§ What you will do:
Reproduce every entry below with each "Detections" changed to "Results" and nothing else altered, leaving out the pictures.

§ Data provided:
▽
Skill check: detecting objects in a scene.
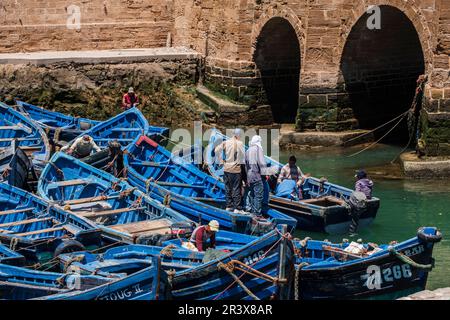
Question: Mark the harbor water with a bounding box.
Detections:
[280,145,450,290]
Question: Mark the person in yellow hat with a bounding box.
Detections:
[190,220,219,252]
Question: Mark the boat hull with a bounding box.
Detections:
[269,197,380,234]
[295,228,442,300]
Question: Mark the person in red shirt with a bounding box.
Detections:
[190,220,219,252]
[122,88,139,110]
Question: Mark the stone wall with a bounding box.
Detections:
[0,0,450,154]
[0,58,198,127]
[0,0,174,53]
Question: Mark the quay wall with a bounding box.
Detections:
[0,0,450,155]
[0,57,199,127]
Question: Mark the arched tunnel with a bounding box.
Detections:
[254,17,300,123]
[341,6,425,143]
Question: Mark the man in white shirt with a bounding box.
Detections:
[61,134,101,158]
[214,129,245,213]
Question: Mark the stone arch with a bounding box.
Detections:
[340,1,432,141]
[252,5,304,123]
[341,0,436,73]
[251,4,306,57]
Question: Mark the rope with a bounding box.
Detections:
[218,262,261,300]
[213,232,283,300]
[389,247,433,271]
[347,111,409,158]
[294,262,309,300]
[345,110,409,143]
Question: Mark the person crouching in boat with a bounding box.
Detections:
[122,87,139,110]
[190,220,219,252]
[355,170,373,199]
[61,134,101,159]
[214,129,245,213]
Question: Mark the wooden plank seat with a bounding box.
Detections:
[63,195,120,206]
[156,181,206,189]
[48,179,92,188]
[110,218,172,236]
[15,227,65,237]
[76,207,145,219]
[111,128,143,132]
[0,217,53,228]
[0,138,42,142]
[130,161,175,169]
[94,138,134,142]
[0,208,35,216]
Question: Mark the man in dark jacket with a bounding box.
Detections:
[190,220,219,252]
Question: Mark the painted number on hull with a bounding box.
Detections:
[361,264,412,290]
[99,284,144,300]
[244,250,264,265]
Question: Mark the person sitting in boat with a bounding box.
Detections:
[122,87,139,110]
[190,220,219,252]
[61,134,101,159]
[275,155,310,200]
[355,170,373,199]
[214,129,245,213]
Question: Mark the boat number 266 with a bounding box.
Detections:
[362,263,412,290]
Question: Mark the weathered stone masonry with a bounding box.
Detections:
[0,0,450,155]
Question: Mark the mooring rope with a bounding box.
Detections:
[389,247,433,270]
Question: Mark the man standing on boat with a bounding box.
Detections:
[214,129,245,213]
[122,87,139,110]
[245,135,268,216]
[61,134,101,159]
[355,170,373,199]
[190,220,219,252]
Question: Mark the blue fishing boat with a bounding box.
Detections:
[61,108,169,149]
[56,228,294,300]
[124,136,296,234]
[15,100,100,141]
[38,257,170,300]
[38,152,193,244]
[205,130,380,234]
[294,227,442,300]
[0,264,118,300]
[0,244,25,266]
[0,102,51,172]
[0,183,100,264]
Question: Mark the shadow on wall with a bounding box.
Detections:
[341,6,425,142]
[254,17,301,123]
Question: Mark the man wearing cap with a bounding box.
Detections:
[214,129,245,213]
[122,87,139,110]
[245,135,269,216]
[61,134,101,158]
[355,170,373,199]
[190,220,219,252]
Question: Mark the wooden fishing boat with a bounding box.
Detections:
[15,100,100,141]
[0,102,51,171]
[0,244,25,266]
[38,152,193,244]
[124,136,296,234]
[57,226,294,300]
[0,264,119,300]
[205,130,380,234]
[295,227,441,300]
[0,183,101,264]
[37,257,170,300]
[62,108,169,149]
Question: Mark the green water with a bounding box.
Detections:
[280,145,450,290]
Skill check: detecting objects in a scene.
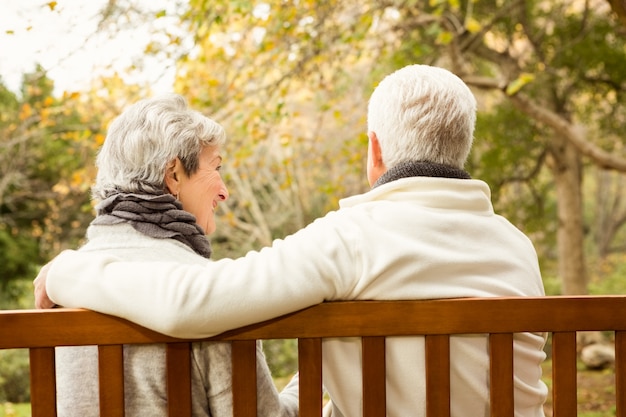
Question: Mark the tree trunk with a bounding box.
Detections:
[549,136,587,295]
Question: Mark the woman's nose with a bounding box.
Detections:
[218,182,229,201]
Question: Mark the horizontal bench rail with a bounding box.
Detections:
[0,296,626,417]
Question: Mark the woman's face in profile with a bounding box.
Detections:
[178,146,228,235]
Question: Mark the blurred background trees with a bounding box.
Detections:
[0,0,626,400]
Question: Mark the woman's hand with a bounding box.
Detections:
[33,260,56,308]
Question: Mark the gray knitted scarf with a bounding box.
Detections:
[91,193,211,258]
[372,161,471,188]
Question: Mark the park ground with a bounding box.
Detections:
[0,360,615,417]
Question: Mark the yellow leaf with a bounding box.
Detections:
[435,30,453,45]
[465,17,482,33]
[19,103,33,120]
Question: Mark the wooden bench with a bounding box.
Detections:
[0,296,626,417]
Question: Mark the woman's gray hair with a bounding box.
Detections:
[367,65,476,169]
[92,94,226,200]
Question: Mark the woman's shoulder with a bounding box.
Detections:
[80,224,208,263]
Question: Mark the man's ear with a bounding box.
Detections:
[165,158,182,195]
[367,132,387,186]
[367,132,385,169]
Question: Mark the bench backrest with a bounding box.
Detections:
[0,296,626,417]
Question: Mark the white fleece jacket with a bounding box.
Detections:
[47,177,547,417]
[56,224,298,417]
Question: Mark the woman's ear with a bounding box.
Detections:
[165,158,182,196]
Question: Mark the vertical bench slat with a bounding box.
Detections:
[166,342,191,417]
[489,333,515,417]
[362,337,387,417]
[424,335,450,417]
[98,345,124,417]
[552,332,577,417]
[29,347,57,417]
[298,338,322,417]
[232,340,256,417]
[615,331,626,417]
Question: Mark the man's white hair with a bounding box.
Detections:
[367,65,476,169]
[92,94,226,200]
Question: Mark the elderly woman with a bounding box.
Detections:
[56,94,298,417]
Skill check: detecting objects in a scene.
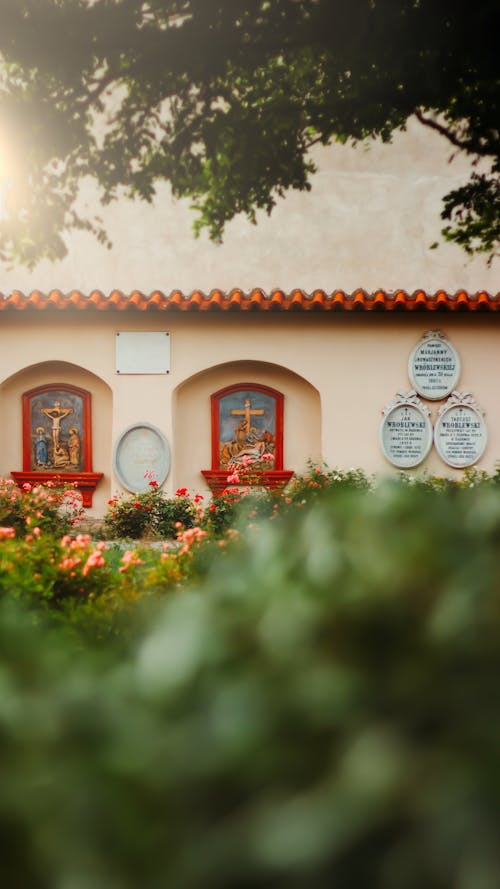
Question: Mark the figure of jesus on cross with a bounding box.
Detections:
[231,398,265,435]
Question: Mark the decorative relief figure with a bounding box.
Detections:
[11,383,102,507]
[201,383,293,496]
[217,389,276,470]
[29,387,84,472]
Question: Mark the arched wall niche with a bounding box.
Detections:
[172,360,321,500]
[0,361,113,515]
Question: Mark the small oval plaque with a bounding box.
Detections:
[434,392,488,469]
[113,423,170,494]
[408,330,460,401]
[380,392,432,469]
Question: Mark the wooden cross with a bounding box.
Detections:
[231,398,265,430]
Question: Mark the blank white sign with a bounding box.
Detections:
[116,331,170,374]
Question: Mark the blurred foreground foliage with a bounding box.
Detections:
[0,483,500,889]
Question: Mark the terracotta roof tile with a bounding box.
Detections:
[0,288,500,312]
△
§ Answer for this exercise:
Skill check: detecting objects in a scene.
Question: Mark the harbor water with a bounding box.
Results:
[280,145,450,290]
Question: Mark the person in yellow hat with a bounding box.
Results:
[190,220,219,252]
Question: Mark the boat hull with a bounding box.
Results:
[269,197,380,234]
[295,228,442,300]
Question: Mark the person in red shirt with a bounding box.
Results:
[190,220,219,252]
[122,88,139,110]
Question: Mark the stone wall with a bounding box.
Results:
[0,0,450,154]
[0,58,198,127]
[0,0,174,53]
Question: Mark the quay wall with a bounding box.
Results:
[0,0,450,155]
[0,57,199,127]
Question: Mark the arched tunnel with a bounding box.
Results:
[254,17,300,123]
[341,6,425,143]
Question: Mark the man in white shirt with a bounding box.
Results:
[61,134,101,158]
[214,129,245,213]
Question: Mark the stone arch with a bounding box.
Results:
[340,1,432,141]
[252,5,304,123]
[341,0,436,73]
[251,4,306,57]
Question: Mark the rope with a bounding box.
Results:
[218,262,261,300]
[213,232,283,300]
[389,247,433,271]
[347,111,409,158]
[294,262,309,300]
[345,110,409,143]
Question: Mark the person crouching in boat with a bounding box.
Results:
[122,87,139,110]
[190,220,219,252]
[355,170,373,199]
[61,134,101,159]
[214,129,245,213]
Question: Mark the wooden plank seat with a bounding box.
Results:
[63,195,120,206]
[156,181,206,189]
[48,179,92,188]
[110,218,172,236]
[15,227,65,237]
[76,207,145,219]
[111,128,143,132]
[0,217,53,228]
[0,138,42,142]
[130,161,175,169]
[94,138,134,142]
[0,208,35,216]
Question: Mark the man in dark jacket with a bounding box.
Results:
[190,220,219,252]
Question: Mark the painted number on hull with a bounding box.
Results:
[361,264,412,290]
[99,284,144,300]
[244,250,264,265]
Question: Mark the person sitting in boat with a bounding box.
Results:
[122,87,139,110]
[190,220,219,252]
[61,134,101,159]
[275,155,310,200]
[355,170,373,199]
[214,129,245,213]
Question: Mark the boat number 266 with a bounding box.
Results:
[362,263,412,290]
Question: Mark the weathered stone masonry with a bounding box.
Results:
[0,0,450,155]
Question: Mark the mooring rope with a bounding box.
Results:
[389,247,433,270]
Question: Mark the man standing on boat with a bounding box.
Results:
[214,129,245,213]
[122,87,139,110]
[245,135,268,216]
[61,134,101,159]
[355,170,373,199]
[190,220,219,252]
Question: Mark the blue fishing boat with a bounding box.
Results:
[61,108,169,149]
[56,228,294,300]
[124,136,296,234]
[15,100,100,141]
[38,257,170,300]
[38,152,193,244]
[205,130,380,234]
[294,227,442,300]
[0,264,118,300]
[0,244,25,266]
[0,102,51,172]
[0,183,100,264]
Question: Mark the shadow on wall with a bounding box.
Results:
[341,6,425,142]
[254,17,301,123]
Question: Mark the man wearing cap with a bounding box.
Results:
[214,129,245,213]
[122,87,139,110]
[245,135,269,216]
[61,134,101,158]
[355,170,373,199]
[190,220,219,252]
Question: Mark the wooden fishing boat with a bounding box.
Results:
[15,100,100,141]
[0,102,51,171]
[0,244,25,266]
[38,152,193,244]
[124,136,296,234]
[57,226,294,300]
[0,264,119,300]
[205,130,380,234]
[295,227,441,300]
[0,183,101,264]
[37,257,170,300]
[62,108,169,149]
Question: Mark the green water with a bounding box.
Results:
[280,145,450,290]
Skill check: detecting objects in a scene.
Question: Mark the tree trunk with a bounding box.
Results:
[549,136,587,295]
Question: Mark the woman's nose with a bounding box.
Results:
[218,182,229,201]
Question: Mark the horizontal bench rail with a bounding box.
Results:
[0,296,626,417]
Question: Mark the woman's face in profile with a bounding box.
Results:
[178,146,228,235]
Question: Mark the blurred background trees with a bounding box.
Results:
[0,0,626,400]
Question: Mark the woman's hand with a bounding box.
Results:
[33,260,56,308]
Question: Mark the gray knitted scarf with a bounding box.
Results:
[91,193,211,258]
[372,161,471,188]
Question: Mark the park ground with a bounding box.
Results:
[0,360,615,417]
Question: Mark the yellow leaf with a bounding box.
Results:
[435,30,453,45]
[465,17,482,33]
[19,103,33,120]
Question: Mark the wooden bench with a bounding box.
Results:
[0,296,626,417]
Question: Mark the woman's gray hair with a bounding box.
Results:
[367,65,476,169]
[92,94,226,200]
Question: Mark the woman's shoulder with a bounding box.
Results:
[80,224,208,263]
Question: Mark the man's ear with a bounding box.
Results:
[165,158,182,195]
[367,132,387,186]
[367,132,385,169]
Question: Mark the bench backrest with a bounding box.
Results:
[0,296,626,417]
Question: Mark the white fleece jacket with a bounding box.
Results:
[47,177,547,417]
[56,224,298,417]
Question: Mark the woman's ear with a bounding box.
Results:
[165,158,182,196]
Question: Mark the vertical bench slat with a bounding box.
Results:
[166,342,191,417]
[489,333,515,417]
[362,337,387,417]
[424,335,450,417]
[98,345,124,417]
[552,332,577,417]
[29,347,57,417]
[298,338,322,417]
[232,340,256,417]
[615,331,626,417]
Question: Mark the man's white hair with a bounding box.
Results:
[367,65,476,169]
[92,94,226,200]
Question: Mark the elderly woman with a bounding box.
Results:
[56,94,298,417]
Skill check: detecting objects in a scene.
Question: Mark the figure of jesus on cross with a bounding box.
Results:
[231,398,265,435]
Question: Mark the decorative relief figure with a bounding box.
Results:
[11,383,102,507]
[201,383,293,496]
[217,389,276,470]
[29,387,84,472]
Question: Mark the arched wall niche with a bounding box.
Results:
[172,360,321,500]
[0,361,113,515]
Question: Mark the small oval plaque with a bounding box.
Results:
[434,392,488,469]
[113,423,170,494]
[408,330,460,401]
[380,392,432,469]
Question: Mark the wooden cross with a bounding box.
Results:
[231,398,265,430]
Question: Mark the blank white sign with a bounding box.
Results:
[116,331,170,374]
Question: Mark the blurred foreground foliage with a bounding box.
Results:
[0,483,500,889]
Question: Mark the terracotta roof tile with a bounding box.
Results:
[0,288,500,312]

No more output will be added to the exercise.